→ **TEXTE FOURNI**:
########################################

Et pourtant, l’illusion persiste, au sommet des chancelleries ou dans le confort des plateaux télévisés, qu’il existerait encore une solution diplomatique, raisonnable, équilibrée, quand la réalité, elle, s’écrit chaque jour dans le sang, la ruine et le deuil. Ce n’est pas les bombardements méthodiques de Gaza, orchestrés sous l’égide du Premier ministre israélien au nom d’une guerre prétendument nécessaire, qui feront disparaître le Hamas ni les factions du Jihad islamique. Bien au contraire : en semant le chaos et la mort parmi les civils, ils nourrissent la haine, entretiennent le ressentiment, et fécondent les terreaux de la radicalisation Islamique la plus violente, y compris en Cisjordanie, ce territoire que l’on croyait moins inflammable.

L’histoire, qu’on prétend pourtant maîtresse de sagesse, n’a cessé de le rappeler à qui veut bien l’entendre ; il ne pourra y avoir de paix durable, seulement des trêves précaires, des accalmies trompeuses, tant que deux peuples, continueront de se disputer une même terre sans partages équitables, des cycles de violence plus ou moins longs, plus ou moins féroces se poursuivront.

Ce théâtre de douleur, rappelons-le, se joue sur un territoire à peine deux fois plus vaste que la Corse, abritant moins de 0,18 % de l’humanité, une goutte de sang dans l’océan des nations.

Israël, en 2025, compte 10,094 millions d’habitants, dont 7,732 millions sont juifs (77,6 %), 2,114 millions arabes (20,9 %), et 248 000 personnes (2,5 %) appartiennent à d'autres minorités. En 1948, ils n’étaient que 806 000. En l’espace de 77 ans, la population a donc été multipliée par douze. État démocratique à structure parlementaire, Israël est dirigé par un Premier ministre nommé par le président et investi par la Knesset. Le pays s’étend sur 22 070 km², soit un peu moins que deux fois l’Îles-de-France, bordé par 273 km de côtes. Environ 93 % de sa population est urbaine, et un habitant sur dix réside à Jérusalem, cœur vibrant et disputé d’un drame aux résonances millénaires.

En face, les territoires palestiniens abritent 7,962 millions d’âmes. En Cisjordanie : 5,862 millions d’habitants pour 5 655 km². Et dans la bande de Gaza, 2,1 millions de personnes entassées sur un confetti de 365 km², une enclave devenue prison à ciel ouvert, où la densité humaine atteint des sommets vertigineux : 6 090 habitants au kilomètre carré, soit treize fois plus qu’en Israël. La ville de Gaza elle-même, peuplée de 778 000 personnes, rivalise numériquement avec Marseille, mais s’étend sur une superficie cinq fois moindre. On y vit comme dans une bouteille trop pleine, où chaque secousse fait déborder la douleur.

########################################

→ **SEGMENT DE DONNÉES**:
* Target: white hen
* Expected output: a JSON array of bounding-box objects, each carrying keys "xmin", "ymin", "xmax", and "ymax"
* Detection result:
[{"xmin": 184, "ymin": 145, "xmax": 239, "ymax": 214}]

########################################

→ **CONSIGNE 1**:
Quels chiffres de population exprimés en millions le texte sur Gaza et Israël donne-t-il, et à quoi se rapporte chacun ?
→ **CONSIGNE 2**:
Écrivez la suite du texte sur Gaza et Israël à partir de l'endroit où il s'arrête.

→ **BONNE RÉPONSE 1**:
- 10,094 millions : les habitants d'Israël en 2025
- 7,732 millions : les Juifs d'Israël
- 2,114 millions : les Arabes d'Israël
- 7,962 millions : les habitants des territoires palestiniens
- 5,862 millions : les habitants de la Cisjordanie
- 2,1 millions : les habitants de la bande de Gaza

→ **BONNE RÉPONSE 2**:
Et ce drame était déjà en cours avant le 13 octobre 2023, date funeste où le Hamas et le Jihad islamique, dans un assaut aussi sanglant que fanatique, ont assassiné plus de 1 200 personnes, blessé des centaines d’autres, et enlevé près de 200 otages. Ce jour-là, une ligne invisible a été franchie, et l’on a basculé dans un cycle de représailles sans fin.

Pourtant, à peine deux semaines plus tôt, au 30 septembre, la situation humanitaire à Gaza était déjà désespérante : l’électricité n’était disponible qu’une douzaine d’heures par jour, l’eau potable manquait à 800 000 personnes, et près de 60 % de la population vivait sous le seuil de pauvreté. Le chômage touchait près d’un actif sur deux (46,4 %), et 1,3 million d’habitants dépendaient déjà de l’aide humanitaire. Les écoles de l’UNRWA, ces abris de fortune qui rappellent que l’ONU veille mais ne protège pas, accueillaient déjà 175 000 déplacés avant même les premières frappes massives.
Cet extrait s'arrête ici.